*** Opening GIVEN RECORDS ***
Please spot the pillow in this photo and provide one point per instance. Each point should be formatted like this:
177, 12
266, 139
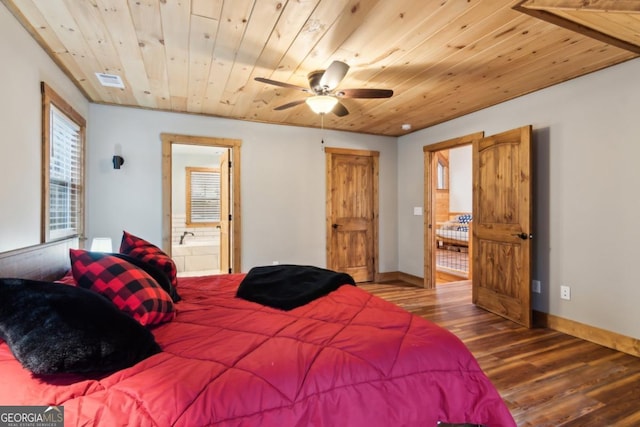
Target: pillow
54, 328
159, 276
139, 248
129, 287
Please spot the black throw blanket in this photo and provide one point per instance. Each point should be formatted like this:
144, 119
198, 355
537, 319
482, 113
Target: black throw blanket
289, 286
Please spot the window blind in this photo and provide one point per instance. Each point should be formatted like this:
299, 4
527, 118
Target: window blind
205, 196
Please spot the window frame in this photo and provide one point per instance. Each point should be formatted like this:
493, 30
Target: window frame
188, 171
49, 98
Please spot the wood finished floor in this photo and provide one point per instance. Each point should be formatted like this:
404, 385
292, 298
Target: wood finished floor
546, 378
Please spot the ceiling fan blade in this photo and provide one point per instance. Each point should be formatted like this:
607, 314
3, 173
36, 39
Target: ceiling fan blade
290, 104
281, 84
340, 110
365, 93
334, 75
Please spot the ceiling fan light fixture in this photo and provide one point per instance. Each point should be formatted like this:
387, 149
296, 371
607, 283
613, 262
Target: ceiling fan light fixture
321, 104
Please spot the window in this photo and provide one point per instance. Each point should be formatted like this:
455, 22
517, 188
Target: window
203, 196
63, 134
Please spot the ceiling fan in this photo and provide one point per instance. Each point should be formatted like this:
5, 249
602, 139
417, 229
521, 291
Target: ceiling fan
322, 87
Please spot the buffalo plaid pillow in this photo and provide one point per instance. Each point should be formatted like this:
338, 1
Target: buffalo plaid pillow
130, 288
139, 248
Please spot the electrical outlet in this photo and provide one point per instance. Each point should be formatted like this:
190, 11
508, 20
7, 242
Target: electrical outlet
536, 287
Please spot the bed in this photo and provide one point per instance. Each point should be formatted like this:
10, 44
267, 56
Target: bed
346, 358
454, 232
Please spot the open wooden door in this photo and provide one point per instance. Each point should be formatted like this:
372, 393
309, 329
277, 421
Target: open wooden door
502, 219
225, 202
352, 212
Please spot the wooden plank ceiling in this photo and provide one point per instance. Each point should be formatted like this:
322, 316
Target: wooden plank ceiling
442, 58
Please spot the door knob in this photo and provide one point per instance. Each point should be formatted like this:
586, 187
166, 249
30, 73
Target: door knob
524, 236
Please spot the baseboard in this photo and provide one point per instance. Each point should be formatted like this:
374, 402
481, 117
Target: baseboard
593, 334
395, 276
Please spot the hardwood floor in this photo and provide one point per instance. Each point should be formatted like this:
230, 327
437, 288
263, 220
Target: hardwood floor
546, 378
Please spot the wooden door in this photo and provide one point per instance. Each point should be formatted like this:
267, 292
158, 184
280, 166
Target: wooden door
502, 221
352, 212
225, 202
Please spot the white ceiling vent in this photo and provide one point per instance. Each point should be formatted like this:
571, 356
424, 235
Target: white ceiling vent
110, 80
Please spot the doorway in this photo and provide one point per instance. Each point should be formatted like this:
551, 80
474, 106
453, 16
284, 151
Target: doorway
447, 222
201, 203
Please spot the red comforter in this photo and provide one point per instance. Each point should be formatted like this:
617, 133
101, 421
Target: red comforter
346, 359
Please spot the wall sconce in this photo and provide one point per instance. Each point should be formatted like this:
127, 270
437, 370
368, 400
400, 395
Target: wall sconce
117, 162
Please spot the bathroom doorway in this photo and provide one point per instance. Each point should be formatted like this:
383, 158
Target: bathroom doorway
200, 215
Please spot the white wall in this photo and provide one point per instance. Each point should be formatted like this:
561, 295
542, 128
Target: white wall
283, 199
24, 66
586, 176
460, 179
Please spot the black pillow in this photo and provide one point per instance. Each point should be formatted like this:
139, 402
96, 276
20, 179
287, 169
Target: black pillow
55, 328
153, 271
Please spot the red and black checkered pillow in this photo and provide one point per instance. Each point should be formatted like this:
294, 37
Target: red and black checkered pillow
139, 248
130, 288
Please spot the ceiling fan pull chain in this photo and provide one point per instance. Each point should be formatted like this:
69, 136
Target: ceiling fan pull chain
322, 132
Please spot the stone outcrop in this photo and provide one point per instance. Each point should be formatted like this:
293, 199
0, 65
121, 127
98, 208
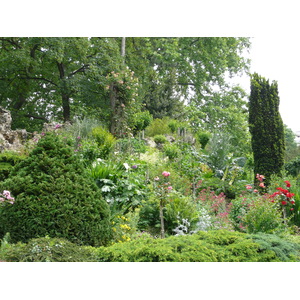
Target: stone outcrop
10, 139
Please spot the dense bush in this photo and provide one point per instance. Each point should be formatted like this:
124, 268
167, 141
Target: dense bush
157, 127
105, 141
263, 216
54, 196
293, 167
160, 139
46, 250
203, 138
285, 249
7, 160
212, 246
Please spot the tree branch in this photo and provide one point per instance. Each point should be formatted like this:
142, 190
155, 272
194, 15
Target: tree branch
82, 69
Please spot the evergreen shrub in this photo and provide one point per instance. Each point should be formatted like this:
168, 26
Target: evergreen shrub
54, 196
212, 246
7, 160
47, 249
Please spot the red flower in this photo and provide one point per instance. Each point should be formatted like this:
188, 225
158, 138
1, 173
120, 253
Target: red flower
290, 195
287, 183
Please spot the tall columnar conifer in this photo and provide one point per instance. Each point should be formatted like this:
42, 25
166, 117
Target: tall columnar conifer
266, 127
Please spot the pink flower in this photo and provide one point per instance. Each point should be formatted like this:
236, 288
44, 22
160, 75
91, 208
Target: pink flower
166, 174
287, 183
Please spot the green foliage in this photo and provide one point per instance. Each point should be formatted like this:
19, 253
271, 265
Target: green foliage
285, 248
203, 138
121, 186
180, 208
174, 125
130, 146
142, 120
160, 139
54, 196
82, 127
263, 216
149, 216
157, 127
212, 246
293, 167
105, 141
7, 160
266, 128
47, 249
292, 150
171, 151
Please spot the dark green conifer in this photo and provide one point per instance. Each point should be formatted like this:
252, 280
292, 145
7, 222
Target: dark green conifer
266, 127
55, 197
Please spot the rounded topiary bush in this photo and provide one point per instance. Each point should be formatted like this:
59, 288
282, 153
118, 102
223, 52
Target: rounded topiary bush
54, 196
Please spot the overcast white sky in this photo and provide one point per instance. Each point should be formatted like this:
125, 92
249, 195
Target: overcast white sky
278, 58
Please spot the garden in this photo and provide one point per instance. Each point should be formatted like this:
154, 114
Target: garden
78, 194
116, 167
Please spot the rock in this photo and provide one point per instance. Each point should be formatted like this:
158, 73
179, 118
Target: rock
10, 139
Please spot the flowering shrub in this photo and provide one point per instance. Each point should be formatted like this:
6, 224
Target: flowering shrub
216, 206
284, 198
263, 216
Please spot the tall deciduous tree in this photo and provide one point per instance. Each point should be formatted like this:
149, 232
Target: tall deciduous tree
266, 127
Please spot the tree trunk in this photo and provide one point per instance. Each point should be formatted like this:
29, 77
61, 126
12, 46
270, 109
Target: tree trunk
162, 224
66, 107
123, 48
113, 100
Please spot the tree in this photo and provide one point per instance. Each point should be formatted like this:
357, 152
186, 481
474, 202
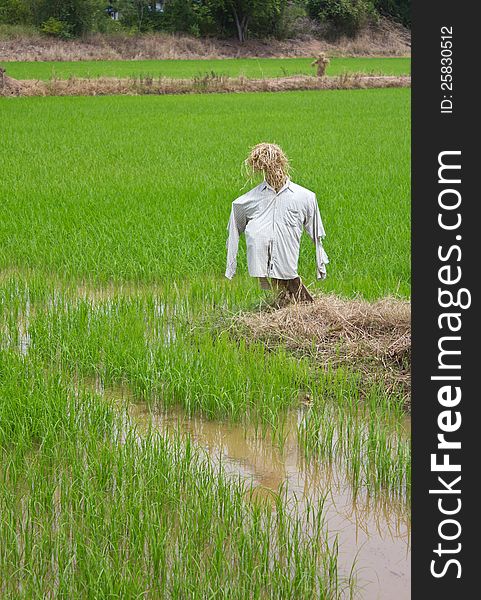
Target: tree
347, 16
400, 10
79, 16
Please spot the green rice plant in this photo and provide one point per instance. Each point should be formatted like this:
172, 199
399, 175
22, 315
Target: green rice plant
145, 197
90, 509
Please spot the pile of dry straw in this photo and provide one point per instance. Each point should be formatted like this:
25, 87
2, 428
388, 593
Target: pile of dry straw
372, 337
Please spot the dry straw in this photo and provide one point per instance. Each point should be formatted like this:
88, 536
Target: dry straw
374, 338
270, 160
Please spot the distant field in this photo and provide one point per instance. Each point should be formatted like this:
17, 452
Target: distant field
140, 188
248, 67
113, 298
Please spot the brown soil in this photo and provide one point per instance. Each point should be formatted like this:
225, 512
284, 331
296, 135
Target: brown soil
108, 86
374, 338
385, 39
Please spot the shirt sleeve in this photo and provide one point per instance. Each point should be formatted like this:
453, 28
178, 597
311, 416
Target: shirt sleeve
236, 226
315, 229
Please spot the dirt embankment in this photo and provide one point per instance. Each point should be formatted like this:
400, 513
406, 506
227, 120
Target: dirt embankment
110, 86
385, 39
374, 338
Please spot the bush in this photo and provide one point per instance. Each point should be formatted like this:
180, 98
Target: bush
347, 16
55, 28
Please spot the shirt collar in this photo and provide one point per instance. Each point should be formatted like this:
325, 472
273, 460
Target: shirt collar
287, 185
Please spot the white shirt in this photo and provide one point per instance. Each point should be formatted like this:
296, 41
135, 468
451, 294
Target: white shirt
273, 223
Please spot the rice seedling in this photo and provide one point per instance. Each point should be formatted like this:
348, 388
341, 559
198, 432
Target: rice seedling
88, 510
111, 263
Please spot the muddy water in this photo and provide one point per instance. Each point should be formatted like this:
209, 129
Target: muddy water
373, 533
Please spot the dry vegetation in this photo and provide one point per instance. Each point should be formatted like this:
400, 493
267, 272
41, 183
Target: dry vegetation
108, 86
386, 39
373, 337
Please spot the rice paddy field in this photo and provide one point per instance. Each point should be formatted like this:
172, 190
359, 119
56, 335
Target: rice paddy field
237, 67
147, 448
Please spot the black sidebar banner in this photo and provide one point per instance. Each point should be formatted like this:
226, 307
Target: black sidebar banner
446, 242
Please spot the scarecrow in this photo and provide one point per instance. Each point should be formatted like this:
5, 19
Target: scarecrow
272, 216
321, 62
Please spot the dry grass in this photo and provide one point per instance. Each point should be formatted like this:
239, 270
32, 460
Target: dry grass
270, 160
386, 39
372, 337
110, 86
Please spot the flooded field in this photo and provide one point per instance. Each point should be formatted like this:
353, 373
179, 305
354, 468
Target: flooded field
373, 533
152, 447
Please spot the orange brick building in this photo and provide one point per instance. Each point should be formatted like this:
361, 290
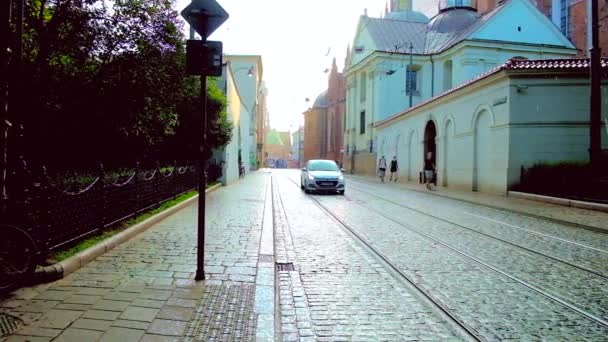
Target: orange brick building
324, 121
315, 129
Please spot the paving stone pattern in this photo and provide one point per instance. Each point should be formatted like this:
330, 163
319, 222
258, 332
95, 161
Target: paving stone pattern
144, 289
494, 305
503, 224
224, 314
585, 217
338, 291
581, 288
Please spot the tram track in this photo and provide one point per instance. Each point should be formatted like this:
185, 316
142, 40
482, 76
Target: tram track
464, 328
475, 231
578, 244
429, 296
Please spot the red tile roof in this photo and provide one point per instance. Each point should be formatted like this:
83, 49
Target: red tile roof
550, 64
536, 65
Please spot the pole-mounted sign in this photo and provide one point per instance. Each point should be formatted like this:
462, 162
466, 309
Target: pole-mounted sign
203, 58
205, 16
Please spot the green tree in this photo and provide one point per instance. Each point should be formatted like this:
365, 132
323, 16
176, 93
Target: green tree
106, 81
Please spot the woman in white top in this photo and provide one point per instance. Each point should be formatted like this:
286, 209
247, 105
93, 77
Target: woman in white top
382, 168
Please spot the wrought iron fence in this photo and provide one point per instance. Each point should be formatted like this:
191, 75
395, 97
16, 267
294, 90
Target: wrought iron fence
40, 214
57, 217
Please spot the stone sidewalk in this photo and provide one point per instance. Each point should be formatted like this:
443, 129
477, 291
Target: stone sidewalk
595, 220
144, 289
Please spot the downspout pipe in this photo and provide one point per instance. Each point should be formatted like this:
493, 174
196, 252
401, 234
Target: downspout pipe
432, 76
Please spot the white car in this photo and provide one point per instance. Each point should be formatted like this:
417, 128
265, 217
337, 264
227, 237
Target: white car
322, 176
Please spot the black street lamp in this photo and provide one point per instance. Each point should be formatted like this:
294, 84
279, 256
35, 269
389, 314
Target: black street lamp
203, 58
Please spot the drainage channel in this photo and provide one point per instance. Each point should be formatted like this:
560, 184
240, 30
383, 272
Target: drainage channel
*** Closing GIVEN RECORDS ***
▶ _EXERCISE INSTRUCTIONS_:
Filter the records down to the lines containing the word "channel", and copy those.

▶ _ANSWER FOR THE TASK_:
Please spot the drainage channel in this photo and provide one point per instance. Each point should be formatted like this:
Target: drainage channel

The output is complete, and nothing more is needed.